● **REQUESTS**:
**A)** Name every column defined in the CREATE TABLE statement of the SQL forum post.
**B)** Answer from the SQL forum post, one answer per line, marked (i), (ii), (iii):
(i) What deal_id value does the INSERT statement give the new rows?
(ii) In add_three, what value is prize_id set to?
(iii) What default value does the magic column get?
**C)** Copy the part of the SQL forum post that opens with the words containing "PREPARE add_three (integer)" and closes with "ORDER BY RANDOM()".

● **DOCUMENT EXTRACT**:
++++++

Just an idea: instead of calling random() use it as default value for a column(which can be indexed) A similar way could use a serial with an increment of about 0.7 * INT_MAX.

\i tmp.sql

CREATE TABLE opportunities
    ( id SERIAL NOT NULL PRIMARY KEY
    , deal_id INTEGER NOT NULL DEFAULT 0
    , prize_id INTEGER
    , opportunity_available boolean NOT NULL DEFAULT False
            -- ----------------------------------------
            -- precomputed random() , (could be indexed)
    , magic DOUBLE precision NOT NULL default RANDOM()
    );

INSERT INTO opportunities(deal_id)
SELECT 341
FROM generate_series(1,20) gs
    ;
VACUUM ANALYZE opportunities;

PREPARE add_three (integer) AS (
WITH zzz AS (
  UPDATE opportunities
  SET prize_id = 21
    , opportunity_available = True
    -- updating magic is not *really* needed here ...
    , magic = random()
  WHERE opportunities.id
  IN (
    SELECT opportunities.id
    FROM opportunities
    WHERE (deal_id = $1 AND prize_id IS NULL)
    -- ORDER BY RANDOM()
    ORDER BY magic
    LIMIT 3)
RETURNING id, magic
    ) -- 
SELECT * FROM zzz
    );

PREPARE draw_one (integer) AS (
  WITH upd AS (
  UPDATE opportunities s
  SET    opportunity_available = false
  FROM  (
     SELECT id
     FROM   opportunities
     WHERE  deal_id = $1
     AND    opportunity_available
     AND    pg_try_advisory_xact_lock(id)

++++++

● **RAW RECORDS**:
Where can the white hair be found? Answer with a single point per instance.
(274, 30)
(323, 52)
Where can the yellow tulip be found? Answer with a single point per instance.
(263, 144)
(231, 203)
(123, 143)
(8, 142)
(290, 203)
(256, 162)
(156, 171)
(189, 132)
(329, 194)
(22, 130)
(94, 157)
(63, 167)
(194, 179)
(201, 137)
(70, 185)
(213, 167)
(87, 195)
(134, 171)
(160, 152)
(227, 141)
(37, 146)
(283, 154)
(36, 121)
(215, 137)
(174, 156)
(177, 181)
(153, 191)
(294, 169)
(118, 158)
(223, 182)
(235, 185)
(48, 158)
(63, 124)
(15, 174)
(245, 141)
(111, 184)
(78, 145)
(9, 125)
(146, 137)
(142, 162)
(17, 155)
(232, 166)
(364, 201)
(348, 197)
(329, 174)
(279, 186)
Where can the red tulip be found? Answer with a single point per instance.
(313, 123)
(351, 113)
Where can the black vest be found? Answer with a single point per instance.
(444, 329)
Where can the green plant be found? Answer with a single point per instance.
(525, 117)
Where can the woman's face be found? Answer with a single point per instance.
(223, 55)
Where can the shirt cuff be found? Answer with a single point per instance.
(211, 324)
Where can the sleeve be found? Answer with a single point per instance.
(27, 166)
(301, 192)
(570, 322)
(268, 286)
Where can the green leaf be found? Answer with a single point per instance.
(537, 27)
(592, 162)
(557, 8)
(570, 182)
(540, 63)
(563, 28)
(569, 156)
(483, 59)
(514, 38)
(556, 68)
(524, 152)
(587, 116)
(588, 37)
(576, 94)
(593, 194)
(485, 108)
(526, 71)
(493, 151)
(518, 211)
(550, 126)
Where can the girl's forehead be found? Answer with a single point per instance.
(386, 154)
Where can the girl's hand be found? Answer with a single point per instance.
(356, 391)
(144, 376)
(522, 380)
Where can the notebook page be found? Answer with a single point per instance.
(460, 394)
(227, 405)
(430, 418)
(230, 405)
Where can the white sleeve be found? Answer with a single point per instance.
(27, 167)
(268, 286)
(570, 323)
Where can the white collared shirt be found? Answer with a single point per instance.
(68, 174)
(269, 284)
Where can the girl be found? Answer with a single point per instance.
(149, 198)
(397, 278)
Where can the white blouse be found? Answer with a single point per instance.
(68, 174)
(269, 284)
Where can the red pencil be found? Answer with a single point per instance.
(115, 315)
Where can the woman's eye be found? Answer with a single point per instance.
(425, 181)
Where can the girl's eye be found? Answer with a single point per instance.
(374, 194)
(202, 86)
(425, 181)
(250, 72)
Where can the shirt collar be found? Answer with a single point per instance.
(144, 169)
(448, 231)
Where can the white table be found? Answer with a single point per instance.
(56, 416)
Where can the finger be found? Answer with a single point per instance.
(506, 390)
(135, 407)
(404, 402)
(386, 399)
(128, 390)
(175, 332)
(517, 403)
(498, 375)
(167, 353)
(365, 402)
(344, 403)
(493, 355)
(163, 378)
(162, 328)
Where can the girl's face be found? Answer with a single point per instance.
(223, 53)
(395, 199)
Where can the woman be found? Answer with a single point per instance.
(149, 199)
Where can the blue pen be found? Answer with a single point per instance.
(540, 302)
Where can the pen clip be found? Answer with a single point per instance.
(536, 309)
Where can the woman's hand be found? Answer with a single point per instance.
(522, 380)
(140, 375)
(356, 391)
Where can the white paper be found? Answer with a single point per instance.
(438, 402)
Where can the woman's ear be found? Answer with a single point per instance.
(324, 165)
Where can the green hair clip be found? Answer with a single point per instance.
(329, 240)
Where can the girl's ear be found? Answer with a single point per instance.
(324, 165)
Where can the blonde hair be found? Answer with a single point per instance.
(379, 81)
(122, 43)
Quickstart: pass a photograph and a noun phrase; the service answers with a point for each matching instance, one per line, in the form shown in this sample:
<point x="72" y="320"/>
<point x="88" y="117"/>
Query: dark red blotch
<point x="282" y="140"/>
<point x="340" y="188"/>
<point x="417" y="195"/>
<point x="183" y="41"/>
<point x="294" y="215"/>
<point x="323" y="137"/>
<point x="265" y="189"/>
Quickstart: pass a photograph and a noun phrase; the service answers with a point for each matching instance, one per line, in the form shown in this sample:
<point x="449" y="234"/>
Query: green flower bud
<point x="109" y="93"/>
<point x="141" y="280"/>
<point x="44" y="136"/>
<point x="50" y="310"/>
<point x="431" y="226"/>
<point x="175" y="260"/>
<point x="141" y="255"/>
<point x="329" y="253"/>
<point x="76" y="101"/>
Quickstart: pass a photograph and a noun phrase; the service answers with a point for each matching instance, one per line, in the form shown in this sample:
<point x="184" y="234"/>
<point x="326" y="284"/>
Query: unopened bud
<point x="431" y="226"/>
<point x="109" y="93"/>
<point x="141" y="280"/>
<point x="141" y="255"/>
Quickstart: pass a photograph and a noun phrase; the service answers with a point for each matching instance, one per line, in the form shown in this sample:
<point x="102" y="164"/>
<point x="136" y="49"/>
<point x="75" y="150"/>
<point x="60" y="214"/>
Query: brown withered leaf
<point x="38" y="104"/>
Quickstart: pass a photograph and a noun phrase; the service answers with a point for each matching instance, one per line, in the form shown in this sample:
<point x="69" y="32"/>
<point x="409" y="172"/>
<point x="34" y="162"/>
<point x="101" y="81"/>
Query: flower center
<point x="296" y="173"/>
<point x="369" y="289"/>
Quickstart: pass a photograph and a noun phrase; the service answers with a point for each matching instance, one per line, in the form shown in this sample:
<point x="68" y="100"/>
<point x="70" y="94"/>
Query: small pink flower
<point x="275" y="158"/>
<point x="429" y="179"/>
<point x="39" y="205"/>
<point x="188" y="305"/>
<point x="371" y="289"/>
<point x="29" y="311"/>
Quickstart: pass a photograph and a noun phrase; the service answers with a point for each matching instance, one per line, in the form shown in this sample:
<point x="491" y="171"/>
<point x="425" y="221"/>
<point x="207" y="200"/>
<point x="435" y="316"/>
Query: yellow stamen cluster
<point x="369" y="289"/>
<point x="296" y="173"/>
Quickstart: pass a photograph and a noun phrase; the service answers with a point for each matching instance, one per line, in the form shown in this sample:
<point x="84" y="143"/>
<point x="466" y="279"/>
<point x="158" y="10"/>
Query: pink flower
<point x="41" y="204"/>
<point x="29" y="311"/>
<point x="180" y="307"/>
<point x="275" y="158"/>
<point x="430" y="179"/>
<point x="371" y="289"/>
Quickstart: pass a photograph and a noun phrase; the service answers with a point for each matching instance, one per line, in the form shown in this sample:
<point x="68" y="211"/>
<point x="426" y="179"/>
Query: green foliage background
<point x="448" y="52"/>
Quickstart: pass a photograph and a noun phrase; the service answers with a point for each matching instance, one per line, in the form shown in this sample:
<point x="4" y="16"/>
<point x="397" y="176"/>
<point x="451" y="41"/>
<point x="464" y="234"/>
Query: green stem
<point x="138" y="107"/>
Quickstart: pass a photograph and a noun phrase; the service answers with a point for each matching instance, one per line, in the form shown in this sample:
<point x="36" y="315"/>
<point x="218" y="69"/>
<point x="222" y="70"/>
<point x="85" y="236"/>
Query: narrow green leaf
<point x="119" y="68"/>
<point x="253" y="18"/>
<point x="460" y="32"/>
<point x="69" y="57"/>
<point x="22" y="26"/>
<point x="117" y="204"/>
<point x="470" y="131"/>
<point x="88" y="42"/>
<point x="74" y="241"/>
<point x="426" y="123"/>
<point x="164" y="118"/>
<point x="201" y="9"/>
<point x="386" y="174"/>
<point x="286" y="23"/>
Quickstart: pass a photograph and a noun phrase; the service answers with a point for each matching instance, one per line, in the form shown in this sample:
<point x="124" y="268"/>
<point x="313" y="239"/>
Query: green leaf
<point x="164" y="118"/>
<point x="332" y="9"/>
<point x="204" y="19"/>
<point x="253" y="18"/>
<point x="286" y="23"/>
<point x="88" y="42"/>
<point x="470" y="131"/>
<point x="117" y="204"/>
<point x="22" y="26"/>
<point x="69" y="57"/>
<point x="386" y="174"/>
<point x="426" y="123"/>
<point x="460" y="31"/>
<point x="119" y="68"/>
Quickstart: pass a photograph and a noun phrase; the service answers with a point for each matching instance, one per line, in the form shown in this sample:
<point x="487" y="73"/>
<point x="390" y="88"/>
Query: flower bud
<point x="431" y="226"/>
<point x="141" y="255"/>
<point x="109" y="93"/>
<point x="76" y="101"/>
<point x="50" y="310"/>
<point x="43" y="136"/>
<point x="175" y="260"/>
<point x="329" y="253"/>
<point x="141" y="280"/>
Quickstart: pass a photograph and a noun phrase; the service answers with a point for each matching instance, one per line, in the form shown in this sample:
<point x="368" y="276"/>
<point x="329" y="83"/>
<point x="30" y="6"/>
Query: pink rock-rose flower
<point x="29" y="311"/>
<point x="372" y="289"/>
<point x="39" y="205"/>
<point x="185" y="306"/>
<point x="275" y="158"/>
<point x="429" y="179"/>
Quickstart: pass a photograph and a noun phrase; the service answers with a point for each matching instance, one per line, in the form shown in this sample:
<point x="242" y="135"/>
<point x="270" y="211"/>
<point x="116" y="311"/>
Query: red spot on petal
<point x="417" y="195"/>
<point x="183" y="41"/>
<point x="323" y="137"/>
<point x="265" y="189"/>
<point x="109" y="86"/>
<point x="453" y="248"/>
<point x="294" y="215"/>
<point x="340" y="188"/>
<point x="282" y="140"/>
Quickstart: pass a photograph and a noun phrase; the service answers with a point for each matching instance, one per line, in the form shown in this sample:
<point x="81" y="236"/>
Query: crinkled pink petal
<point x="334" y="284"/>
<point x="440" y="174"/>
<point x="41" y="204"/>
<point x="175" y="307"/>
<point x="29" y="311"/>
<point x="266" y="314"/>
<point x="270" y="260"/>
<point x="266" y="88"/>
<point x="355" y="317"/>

++++++

● **TASK-BY-TASK OUTPUTS**:
**A)** id, deal_id, prize_id, opportunity_available, magic

**B)**
(i) 341
(ii) 21
(iii) RANDOM()

**C)**
PREPARE add_three (integer) AS (
WITH zzz AS (
  UPDATE opportunities
  SET prize_id = 21
    , opportunity_available = True
    -- updating magic is not *really* needed here ...
    , magic = random()
  WHERE opportunities.id
  IN (
    SELECT opportunities.id
    FROM opportunities
    WHERE (deal_id = $1 AND prize_id IS NULL)
    -- ORDER BY RANDOM()